You are to retype all of the data exactly as it appears.

..........

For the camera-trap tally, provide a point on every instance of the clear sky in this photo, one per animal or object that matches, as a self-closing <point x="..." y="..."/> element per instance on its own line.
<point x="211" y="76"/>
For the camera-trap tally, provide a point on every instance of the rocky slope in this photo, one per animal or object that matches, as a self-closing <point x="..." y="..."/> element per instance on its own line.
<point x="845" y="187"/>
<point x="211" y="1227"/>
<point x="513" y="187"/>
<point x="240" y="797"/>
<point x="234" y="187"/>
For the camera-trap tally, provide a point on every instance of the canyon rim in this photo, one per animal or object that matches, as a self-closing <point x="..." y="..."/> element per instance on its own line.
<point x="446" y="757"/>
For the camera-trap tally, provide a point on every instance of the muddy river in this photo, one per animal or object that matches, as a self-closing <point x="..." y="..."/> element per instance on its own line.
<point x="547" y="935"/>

..........

TASK SOLUTION:
For the camera-trap tally, provide a point on every instance of the clear sky in this photo, one per animal or object that matches, as a self-closing <point x="..." y="..."/> element per instance on its own line.
<point x="211" y="76"/>
For the camera-trap tally, provide a point on every instance of the rocky slope in this photo, one per animal or object that matches, as a self-closing <point x="..." y="..."/> element per instance on its own line.
<point x="845" y="187"/>
<point x="211" y="1227"/>
<point x="513" y="187"/>
<point x="240" y="797"/>
<point x="234" y="187"/>
For the camera-trap tally, provide a point on every instance of the canyon rim in this photo, one per animal or object that matches, as a self-closing <point x="..." y="..."/> element per instance on its own line.
<point x="446" y="757"/>
For the camera-trap tally, provide a point on every instance of the muddy river in this photo, one per animal or object that matches, as a self-closing <point x="..." y="..."/> element per instance on its own line.
<point x="547" y="935"/>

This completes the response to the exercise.